══ Exercise input
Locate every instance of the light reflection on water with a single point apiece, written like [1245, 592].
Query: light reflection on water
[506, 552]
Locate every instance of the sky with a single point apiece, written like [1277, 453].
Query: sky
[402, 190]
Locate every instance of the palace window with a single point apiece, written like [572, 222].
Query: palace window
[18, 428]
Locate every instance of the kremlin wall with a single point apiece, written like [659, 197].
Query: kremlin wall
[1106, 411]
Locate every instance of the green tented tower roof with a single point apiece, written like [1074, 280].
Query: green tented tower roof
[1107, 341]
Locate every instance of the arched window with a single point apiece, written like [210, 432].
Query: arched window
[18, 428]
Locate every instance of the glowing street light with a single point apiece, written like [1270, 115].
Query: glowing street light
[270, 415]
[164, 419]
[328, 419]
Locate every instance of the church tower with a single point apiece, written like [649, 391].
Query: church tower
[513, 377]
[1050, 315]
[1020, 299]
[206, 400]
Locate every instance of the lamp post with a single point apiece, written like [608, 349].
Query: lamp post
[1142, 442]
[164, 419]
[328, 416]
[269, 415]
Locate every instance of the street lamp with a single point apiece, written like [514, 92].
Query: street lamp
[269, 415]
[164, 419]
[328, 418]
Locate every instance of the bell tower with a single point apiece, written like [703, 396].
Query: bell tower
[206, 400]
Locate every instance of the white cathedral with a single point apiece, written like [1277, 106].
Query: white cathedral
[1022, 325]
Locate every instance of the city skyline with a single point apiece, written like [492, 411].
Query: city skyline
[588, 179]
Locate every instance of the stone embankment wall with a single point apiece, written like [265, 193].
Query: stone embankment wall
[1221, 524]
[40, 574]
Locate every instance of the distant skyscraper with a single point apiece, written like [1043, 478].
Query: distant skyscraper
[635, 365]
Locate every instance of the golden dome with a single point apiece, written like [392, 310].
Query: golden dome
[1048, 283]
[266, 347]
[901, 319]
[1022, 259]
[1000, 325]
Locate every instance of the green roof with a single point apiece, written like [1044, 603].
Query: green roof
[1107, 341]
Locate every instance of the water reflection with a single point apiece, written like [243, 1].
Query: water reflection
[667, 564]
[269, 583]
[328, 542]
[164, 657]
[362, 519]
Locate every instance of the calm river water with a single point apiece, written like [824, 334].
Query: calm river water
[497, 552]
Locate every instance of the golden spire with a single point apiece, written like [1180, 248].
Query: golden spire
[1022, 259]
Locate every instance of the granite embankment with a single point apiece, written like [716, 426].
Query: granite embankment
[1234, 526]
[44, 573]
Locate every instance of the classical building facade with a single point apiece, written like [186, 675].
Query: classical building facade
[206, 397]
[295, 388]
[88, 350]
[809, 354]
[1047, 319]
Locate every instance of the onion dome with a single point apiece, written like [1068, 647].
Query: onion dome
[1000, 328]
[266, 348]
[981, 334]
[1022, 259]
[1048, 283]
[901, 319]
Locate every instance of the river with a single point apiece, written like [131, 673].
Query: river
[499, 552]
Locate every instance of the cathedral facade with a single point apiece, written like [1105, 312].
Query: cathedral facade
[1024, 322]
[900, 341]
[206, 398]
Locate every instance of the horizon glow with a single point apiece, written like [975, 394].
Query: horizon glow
════
Task to carry out: The expected result is every line from the material above that includes "horizon".

Solution below:
Locate every instance of the horizon glow with a single point apiece, written like [975, 394].
Query: horizon glow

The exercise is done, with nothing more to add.